*** MATERIAL TO PROCESS

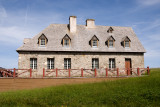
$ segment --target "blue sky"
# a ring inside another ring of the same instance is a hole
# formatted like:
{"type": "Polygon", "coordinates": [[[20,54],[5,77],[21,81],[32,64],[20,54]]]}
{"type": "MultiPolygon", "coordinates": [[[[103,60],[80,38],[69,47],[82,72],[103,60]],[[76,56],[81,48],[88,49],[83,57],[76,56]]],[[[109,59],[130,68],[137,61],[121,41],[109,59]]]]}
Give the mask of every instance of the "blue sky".
{"type": "Polygon", "coordinates": [[[51,23],[130,26],[144,45],[145,66],[160,67],[160,0],[0,0],[0,67],[18,67],[16,49],[51,23]]]}

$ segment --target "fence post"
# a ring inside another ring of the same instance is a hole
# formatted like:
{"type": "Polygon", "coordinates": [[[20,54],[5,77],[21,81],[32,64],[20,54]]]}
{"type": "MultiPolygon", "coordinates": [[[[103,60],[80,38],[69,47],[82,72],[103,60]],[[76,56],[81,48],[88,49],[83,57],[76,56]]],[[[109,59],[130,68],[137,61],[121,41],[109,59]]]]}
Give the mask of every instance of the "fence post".
{"type": "Polygon", "coordinates": [[[14,68],[13,78],[15,78],[15,74],[16,74],[16,69],[14,68]]]}
{"type": "Polygon", "coordinates": [[[95,76],[95,77],[97,76],[96,68],[94,69],[94,76],[95,76]]]}
{"type": "Polygon", "coordinates": [[[139,74],[139,68],[137,68],[137,74],[138,74],[138,76],[140,76],[140,74],[139,74]]]}
{"type": "Polygon", "coordinates": [[[30,78],[32,77],[32,69],[30,68],[30,78]]]}
{"type": "Polygon", "coordinates": [[[45,69],[43,68],[43,78],[45,77],[45,69]]]}
{"type": "Polygon", "coordinates": [[[83,77],[83,68],[81,68],[81,77],[83,77]]]}
{"type": "Polygon", "coordinates": [[[58,69],[56,68],[56,77],[58,77],[58,69]]]}
{"type": "Polygon", "coordinates": [[[117,68],[117,77],[119,77],[119,68],[117,68]]]}
{"type": "Polygon", "coordinates": [[[69,77],[71,76],[70,69],[68,69],[69,77]]]}
{"type": "Polygon", "coordinates": [[[149,66],[147,66],[147,74],[149,75],[149,66]]]}
{"type": "Polygon", "coordinates": [[[108,76],[108,68],[106,68],[106,77],[108,76]]]}

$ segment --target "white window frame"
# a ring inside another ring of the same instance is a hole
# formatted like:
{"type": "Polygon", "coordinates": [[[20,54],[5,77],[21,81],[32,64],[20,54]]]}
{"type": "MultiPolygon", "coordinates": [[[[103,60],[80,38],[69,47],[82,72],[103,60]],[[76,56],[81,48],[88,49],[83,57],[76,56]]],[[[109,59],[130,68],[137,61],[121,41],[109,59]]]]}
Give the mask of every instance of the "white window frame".
{"type": "Polygon", "coordinates": [[[30,58],[30,68],[37,69],[37,58],[30,58]]]}
{"type": "Polygon", "coordinates": [[[54,69],[54,58],[47,58],[47,69],[54,69]]]}

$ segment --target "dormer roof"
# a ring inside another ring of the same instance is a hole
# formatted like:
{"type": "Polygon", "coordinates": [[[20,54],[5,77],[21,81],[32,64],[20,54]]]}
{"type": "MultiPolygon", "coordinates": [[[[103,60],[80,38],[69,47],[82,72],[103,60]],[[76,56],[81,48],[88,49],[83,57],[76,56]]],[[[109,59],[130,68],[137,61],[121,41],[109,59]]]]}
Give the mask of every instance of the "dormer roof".
{"type": "Polygon", "coordinates": [[[70,33],[68,24],[51,24],[39,34],[31,38],[26,44],[23,44],[17,49],[20,51],[67,51],[67,52],[141,52],[144,53],[145,49],[138,37],[134,33],[131,27],[119,27],[119,26],[96,26],[93,29],[88,29],[85,25],[77,25],[76,33],[70,33]],[[110,38],[110,34],[106,32],[106,29],[114,29],[113,38],[115,41],[114,50],[106,48],[105,42],[107,38],[110,38]],[[38,47],[37,40],[41,34],[45,34],[48,39],[47,47],[38,47]],[[67,37],[66,34],[72,39],[72,45],[70,48],[64,48],[61,45],[61,40],[67,37]],[[95,37],[94,37],[95,35],[95,37]],[[132,40],[130,49],[124,49],[121,46],[121,41],[127,35],[132,40]],[[95,50],[89,45],[89,41],[92,38],[97,38],[98,48],[95,50]]]}

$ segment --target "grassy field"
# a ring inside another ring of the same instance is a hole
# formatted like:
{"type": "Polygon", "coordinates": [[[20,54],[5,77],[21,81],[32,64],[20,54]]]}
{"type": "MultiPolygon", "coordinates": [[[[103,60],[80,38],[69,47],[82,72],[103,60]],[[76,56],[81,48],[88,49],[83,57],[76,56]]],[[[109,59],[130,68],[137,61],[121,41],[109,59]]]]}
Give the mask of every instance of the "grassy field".
{"type": "Polygon", "coordinates": [[[1,92],[0,106],[160,106],[160,69],[145,77],[1,92]]]}

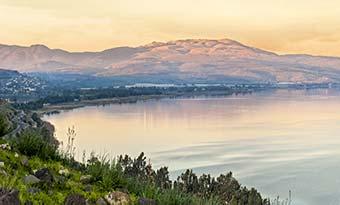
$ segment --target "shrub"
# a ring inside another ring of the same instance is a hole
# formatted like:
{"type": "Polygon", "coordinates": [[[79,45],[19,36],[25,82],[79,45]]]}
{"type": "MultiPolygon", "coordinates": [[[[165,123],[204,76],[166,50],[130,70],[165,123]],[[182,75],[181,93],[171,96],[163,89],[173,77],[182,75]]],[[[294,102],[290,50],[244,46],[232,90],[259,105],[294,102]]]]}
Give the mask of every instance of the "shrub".
{"type": "Polygon", "coordinates": [[[9,131],[9,122],[5,114],[0,113],[0,137],[7,134],[9,131]]]}
{"type": "Polygon", "coordinates": [[[12,146],[27,156],[37,156],[43,160],[60,160],[58,146],[44,140],[43,136],[34,129],[21,133],[16,140],[12,141],[12,146]]]}

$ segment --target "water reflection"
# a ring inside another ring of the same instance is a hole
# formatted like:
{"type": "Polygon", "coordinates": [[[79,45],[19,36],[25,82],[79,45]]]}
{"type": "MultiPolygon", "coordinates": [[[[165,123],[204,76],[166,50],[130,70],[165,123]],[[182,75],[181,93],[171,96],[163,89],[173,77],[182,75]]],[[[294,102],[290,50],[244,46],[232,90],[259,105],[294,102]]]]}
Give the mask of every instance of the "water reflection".
{"type": "Polygon", "coordinates": [[[78,151],[137,155],[176,175],[233,171],[268,196],[340,204],[340,92],[277,90],[224,98],[163,99],[86,107],[45,117],[78,151]]]}

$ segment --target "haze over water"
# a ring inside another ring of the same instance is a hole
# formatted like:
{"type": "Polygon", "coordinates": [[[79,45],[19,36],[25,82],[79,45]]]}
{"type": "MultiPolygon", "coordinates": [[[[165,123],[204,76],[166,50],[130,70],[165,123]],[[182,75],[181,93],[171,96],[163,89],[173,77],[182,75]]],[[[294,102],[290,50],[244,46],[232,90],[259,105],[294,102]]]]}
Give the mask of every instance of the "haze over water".
{"type": "Polygon", "coordinates": [[[78,156],[138,155],[173,176],[232,171],[265,196],[294,205],[340,204],[340,91],[276,90],[221,98],[162,99],[45,116],[78,156]]]}

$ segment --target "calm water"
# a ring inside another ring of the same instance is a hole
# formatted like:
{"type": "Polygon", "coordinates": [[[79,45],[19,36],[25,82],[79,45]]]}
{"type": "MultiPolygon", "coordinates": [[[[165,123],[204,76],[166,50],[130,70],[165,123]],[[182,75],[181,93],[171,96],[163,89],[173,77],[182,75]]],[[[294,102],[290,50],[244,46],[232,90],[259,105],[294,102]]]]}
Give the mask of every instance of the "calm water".
{"type": "Polygon", "coordinates": [[[164,99],[85,107],[46,116],[78,156],[137,155],[175,176],[185,168],[233,171],[247,187],[294,205],[340,204],[340,91],[266,91],[224,98],[164,99]]]}

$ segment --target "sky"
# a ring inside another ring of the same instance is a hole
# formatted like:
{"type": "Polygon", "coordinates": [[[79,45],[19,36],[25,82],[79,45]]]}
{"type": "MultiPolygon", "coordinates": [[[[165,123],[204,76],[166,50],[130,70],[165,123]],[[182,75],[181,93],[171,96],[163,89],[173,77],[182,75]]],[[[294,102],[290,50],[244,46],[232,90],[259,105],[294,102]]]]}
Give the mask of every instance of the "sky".
{"type": "Polygon", "coordinates": [[[0,28],[1,44],[69,51],[230,38],[340,56],[339,0],[0,0],[0,28]]]}

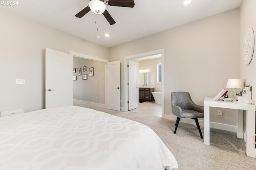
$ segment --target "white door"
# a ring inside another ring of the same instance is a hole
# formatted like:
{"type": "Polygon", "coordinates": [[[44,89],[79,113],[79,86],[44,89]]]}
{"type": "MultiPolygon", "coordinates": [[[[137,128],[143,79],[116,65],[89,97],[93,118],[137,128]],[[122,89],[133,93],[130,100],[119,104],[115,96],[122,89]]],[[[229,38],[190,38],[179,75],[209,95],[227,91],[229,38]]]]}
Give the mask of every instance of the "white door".
{"type": "Polygon", "coordinates": [[[120,61],[107,63],[106,71],[106,107],[120,110],[120,61]]]}
{"type": "Polygon", "coordinates": [[[46,49],[45,107],[73,106],[73,57],[46,49]]]}
{"type": "Polygon", "coordinates": [[[128,110],[139,107],[138,88],[138,64],[128,61],[128,110]]]}

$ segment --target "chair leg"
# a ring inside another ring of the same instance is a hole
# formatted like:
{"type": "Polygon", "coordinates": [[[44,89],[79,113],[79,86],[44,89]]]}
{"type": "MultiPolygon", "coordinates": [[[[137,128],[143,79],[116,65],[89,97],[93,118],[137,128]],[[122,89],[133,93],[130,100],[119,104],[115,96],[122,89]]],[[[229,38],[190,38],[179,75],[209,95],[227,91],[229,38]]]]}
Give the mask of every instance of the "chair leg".
{"type": "Polygon", "coordinates": [[[177,121],[178,121],[178,117],[177,117],[177,119],[176,119],[176,122],[175,122],[175,126],[176,126],[176,124],[177,124],[177,121]]]}
{"type": "Polygon", "coordinates": [[[176,120],[176,123],[175,123],[175,130],[174,130],[174,133],[176,133],[176,131],[177,130],[177,128],[178,128],[178,125],[179,125],[179,123],[180,122],[180,117],[177,117],[177,120],[176,120]]]}
{"type": "Polygon", "coordinates": [[[199,133],[200,133],[200,136],[201,136],[201,138],[202,139],[204,139],[203,137],[203,135],[202,134],[202,132],[201,131],[201,129],[200,128],[200,125],[199,125],[199,123],[198,123],[198,120],[197,118],[193,118],[196,121],[196,126],[197,126],[197,129],[198,129],[198,131],[199,131],[199,133]]]}

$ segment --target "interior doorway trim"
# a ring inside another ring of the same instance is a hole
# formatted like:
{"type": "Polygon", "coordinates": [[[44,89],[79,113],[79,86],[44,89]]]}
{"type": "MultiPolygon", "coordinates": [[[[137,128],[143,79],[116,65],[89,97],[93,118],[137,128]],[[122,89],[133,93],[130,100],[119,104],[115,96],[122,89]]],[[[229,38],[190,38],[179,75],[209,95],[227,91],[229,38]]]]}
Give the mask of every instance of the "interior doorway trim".
{"type": "MultiPolygon", "coordinates": [[[[82,54],[79,53],[77,53],[74,51],[69,51],[69,54],[73,55],[73,57],[76,57],[78,58],[81,58],[82,59],[86,59],[88,60],[93,60],[94,61],[98,61],[100,62],[103,62],[105,63],[105,104],[104,104],[104,107],[106,107],[106,63],[108,62],[108,60],[106,60],[105,59],[101,59],[100,58],[96,57],[91,56],[90,55],[86,55],[84,54],[82,54]]],[[[73,99],[74,101],[74,99],[73,99]]]]}
{"type": "Polygon", "coordinates": [[[105,60],[105,59],[96,57],[91,56],[90,55],[86,55],[76,52],[70,51],[69,54],[73,55],[73,57],[76,57],[82,58],[83,59],[87,59],[88,60],[100,61],[104,63],[108,62],[108,60],[105,60]]]}
{"type": "MultiPolygon", "coordinates": [[[[164,49],[160,49],[145,53],[137,54],[134,55],[126,56],[124,57],[124,66],[127,66],[128,64],[128,61],[131,59],[137,59],[139,58],[144,57],[145,57],[150,56],[151,55],[156,55],[157,54],[161,54],[162,59],[162,117],[164,118],[164,49]]],[[[127,67],[124,67],[124,110],[127,111],[128,111],[128,87],[127,83],[128,83],[128,69],[127,67]]]]}

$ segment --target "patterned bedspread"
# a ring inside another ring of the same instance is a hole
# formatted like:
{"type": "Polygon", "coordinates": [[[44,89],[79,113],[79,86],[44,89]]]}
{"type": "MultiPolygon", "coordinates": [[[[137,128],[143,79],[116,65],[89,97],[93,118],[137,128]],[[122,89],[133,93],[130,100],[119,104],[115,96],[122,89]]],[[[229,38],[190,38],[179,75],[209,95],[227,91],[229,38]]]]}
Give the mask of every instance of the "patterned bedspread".
{"type": "Polygon", "coordinates": [[[148,127],[90,109],[64,107],[0,118],[4,169],[176,169],[148,127]]]}

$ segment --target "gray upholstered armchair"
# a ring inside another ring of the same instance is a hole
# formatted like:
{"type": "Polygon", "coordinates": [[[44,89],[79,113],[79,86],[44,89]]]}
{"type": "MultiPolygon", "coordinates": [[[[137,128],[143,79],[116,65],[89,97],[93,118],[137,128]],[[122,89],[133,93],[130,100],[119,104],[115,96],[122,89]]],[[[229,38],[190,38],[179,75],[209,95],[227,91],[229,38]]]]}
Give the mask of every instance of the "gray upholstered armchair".
{"type": "Polygon", "coordinates": [[[203,139],[197,118],[204,117],[204,106],[195,104],[188,92],[172,92],[171,96],[172,112],[177,117],[174,133],[176,133],[180,118],[193,119],[196,121],[201,138],[203,139]]]}

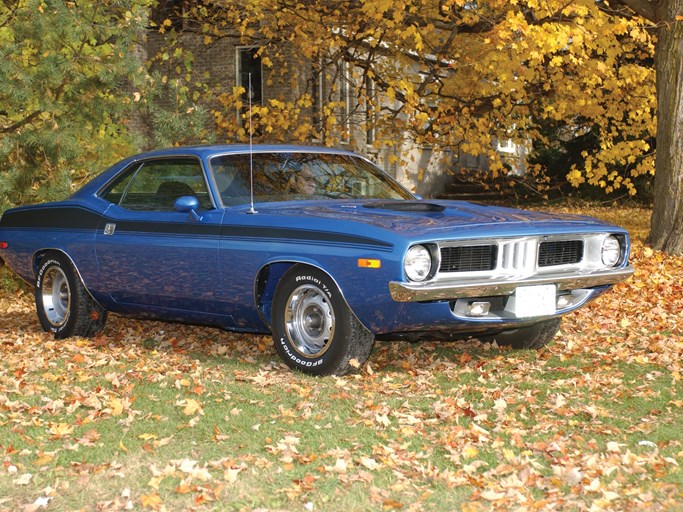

******

**WHAT IS ASKED**
Pull out every line of the data that contains the string "frame", matching case exactly.

**RESULT**
$ segment --target "white window frame"
Give the mask of every instance of the "white window frame".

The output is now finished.